● Your objective: Print each entry verbatim.

=== Listed records ===

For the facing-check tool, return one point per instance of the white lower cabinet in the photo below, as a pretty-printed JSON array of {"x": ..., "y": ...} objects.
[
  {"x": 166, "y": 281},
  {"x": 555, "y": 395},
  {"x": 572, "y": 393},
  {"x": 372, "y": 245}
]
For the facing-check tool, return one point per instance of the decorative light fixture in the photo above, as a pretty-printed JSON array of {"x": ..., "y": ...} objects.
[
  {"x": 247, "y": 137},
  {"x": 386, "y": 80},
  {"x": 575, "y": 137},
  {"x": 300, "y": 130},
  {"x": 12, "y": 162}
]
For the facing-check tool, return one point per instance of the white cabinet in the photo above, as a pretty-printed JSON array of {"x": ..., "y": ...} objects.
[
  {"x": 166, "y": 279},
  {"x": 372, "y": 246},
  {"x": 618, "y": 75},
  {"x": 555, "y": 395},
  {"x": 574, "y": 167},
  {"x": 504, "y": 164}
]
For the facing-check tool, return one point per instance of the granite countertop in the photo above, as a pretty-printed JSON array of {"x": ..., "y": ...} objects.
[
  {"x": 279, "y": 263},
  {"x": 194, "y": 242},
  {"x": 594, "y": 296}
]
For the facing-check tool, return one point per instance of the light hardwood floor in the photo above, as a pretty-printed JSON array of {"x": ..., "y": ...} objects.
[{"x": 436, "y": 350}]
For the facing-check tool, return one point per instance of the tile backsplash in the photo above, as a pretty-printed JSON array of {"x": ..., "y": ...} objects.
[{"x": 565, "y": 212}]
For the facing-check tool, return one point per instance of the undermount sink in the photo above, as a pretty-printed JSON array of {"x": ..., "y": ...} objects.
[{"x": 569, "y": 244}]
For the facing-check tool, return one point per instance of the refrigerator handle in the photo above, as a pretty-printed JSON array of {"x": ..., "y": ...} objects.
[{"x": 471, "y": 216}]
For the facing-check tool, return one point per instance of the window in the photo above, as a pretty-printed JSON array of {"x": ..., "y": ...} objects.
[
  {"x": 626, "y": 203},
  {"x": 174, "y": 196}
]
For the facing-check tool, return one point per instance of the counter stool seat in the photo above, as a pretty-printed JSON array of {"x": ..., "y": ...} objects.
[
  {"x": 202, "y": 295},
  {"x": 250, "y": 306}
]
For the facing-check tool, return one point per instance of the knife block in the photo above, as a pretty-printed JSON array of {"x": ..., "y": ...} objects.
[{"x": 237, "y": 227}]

===

● Answer space:
For the facing-check tool, return one point per instance of the white lower cabinet in the photo below, as a pretty-printed JSON array of {"x": ..., "y": ...} objects.
[
  {"x": 166, "y": 281},
  {"x": 555, "y": 395},
  {"x": 572, "y": 393},
  {"x": 372, "y": 245}
]
For the facing-check tool, return one point per instance of the decorative light fixture in the photo above, as a pretty-printed JSON array of {"x": ..., "y": ...} objects.
[
  {"x": 247, "y": 137},
  {"x": 386, "y": 80},
  {"x": 575, "y": 137},
  {"x": 300, "y": 130},
  {"x": 12, "y": 162}
]
For the facing-check tool, return one point per instance of the white cabinet in the photo above, as a pretty-printed JSON array of {"x": ..., "y": ...} objects.
[
  {"x": 166, "y": 279},
  {"x": 372, "y": 246},
  {"x": 618, "y": 75},
  {"x": 555, "y": 395},
  {"x": 574, "y": 167},
  {"x": 504, "y": 164}
]
For the facing-check tool, return one point per instance of the granite countertop in the photo above, as a pretty-printed JSON array of {"x": ..., "y": ...} objects.
[
  {"x": 279, "y": 263},
  {"x": 194, "y": 242},
  {"x": 594, "y": 296}
]
For the facing-check tool, return one point per instance of the light hardwood floor in the photo above, as a pretty-printed JSON array of {"x": ..., "y": ...} objects.
[{"x": 436, "y": 350}]
For the facing-check tool, return one point per instance of the tile backsplash in the photo above, as a pretty-printed JSON array of {"x": ..., "y": ...} objects.
[{"x": 565, "y": 212}]
For the facing-check tool, return one point per instance of the undermount sink in the photo above, as a pretty-printed JSON array of {"x": ..., "y": ...} objects.
[{"x": 569, "y": 244}]
For the facing-check tool, return one point per instance of the refrigerator handle in the photo above, as a pretty-printed JSON array of {"x": ..., "y": ...} objects.
[{"x": 471, "y": 216}]
For the facing-check tool, return one point per instance of the window in the photo above, as a pretty-printed JSON array of {"x": ..., "y": ...} objects.
[
  {"x": 626, "y": 203},
  {"x": 174, "y": 196}
]
For the facing-check tool, return one point per instance of the counter stool seat in the photo above, as a pretty-printed JSON array of {"x": ..., "y": ...} objects.
[
  {"x": 202, "y": 295},
  {"x": 250, "y": 306}
]
For the facing-check tool, return one point per instance of the knife block in the photo above, as a pretty-printed JSON array of {"x": ..., "y": ...} objects.
[{"x": 237, "y": 227}]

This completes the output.